▶ _DIRECTIVE_
Filter the items that follow down to the lines containing the word "below", and copy each of those lines in full.
==== GIVEN DATA
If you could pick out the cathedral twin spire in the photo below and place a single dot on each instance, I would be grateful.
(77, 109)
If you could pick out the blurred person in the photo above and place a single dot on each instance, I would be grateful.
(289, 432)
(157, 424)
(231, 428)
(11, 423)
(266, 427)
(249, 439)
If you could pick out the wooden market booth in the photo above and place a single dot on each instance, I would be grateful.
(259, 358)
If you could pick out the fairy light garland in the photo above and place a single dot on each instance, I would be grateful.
========
==== GIVEN DATA
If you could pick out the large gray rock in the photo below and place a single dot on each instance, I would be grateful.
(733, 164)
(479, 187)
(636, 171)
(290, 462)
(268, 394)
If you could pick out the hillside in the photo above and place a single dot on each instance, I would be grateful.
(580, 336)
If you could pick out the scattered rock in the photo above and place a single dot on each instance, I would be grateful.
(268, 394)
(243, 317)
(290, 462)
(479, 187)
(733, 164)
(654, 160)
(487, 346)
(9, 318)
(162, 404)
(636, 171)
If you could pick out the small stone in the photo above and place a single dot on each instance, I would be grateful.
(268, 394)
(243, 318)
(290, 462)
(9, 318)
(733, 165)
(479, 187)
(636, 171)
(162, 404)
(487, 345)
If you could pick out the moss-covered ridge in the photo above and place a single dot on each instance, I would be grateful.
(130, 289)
========
▶ _RESULT FOR THIS EXERCISE_
If you could pick out the cathedral twin spire in the photo below and place a single dot on each instance, I would be grateful.
If you could pick out the large gray rock in the photo below and place a single dot on each instance, I would be grateful.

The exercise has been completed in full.